» TASK DETAILS: Transcribe, word for word and with nothing extra, the line containing "Expected: for every instance of the dark" and each line that comes after it in the entries.

» EXTRACTED INFORMATION:

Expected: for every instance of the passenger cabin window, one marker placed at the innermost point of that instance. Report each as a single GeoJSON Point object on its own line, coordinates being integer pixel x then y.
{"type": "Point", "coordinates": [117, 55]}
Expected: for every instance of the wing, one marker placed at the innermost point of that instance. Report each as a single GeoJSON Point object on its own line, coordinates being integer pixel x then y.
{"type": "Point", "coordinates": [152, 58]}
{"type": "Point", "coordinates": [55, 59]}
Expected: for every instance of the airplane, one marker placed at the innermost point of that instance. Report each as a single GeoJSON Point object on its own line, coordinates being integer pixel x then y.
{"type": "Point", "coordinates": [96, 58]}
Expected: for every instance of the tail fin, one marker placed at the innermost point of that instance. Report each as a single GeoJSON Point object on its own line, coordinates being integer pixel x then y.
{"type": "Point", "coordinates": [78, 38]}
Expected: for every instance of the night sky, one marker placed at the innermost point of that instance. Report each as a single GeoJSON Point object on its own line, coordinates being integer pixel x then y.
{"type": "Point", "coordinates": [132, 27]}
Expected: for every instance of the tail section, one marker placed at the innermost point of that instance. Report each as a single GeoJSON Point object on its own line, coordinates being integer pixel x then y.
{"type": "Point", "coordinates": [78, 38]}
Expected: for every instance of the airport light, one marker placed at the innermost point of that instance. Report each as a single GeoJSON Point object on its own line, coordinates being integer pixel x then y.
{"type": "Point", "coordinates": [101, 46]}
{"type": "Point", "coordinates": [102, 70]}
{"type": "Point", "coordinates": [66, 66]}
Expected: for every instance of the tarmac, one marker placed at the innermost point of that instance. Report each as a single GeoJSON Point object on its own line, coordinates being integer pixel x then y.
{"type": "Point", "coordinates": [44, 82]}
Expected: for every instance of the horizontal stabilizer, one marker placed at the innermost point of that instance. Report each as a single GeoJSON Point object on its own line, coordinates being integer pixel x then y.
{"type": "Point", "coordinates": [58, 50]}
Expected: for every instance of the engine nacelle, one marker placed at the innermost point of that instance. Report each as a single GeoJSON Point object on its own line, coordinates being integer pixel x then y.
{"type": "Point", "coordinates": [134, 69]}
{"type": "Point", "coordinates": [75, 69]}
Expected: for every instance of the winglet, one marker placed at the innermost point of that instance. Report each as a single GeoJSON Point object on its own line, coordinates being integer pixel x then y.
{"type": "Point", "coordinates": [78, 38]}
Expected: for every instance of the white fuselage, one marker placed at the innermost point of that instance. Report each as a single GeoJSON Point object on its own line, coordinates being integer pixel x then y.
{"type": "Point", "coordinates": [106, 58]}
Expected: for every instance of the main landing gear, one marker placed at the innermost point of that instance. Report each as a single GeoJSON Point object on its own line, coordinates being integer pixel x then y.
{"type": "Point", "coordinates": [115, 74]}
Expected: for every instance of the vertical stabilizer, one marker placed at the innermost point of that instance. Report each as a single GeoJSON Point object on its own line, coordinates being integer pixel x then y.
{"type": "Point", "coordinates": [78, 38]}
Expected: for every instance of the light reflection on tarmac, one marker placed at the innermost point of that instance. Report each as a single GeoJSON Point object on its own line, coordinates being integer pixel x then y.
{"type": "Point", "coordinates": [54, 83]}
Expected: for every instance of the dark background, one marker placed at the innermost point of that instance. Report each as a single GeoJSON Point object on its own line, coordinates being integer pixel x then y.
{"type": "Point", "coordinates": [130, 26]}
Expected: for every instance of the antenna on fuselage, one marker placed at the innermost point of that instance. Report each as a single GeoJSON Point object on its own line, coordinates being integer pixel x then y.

» ANSWER SECTION:
Expected: for every instance of the dark background, one marker placed at the innermost point of that instance. Report each as a single GeoJSON Point object on its own line, coordinates being integer pixel x then y.
{"type": "Point", "coordinates": [130, 26]}
Expected: for every instance of the antenna on fuselage, one marker placed at the innermost point of that instance. Report each as a single GeoJSON Point object on its own line, coordinates being integer pixel x then y.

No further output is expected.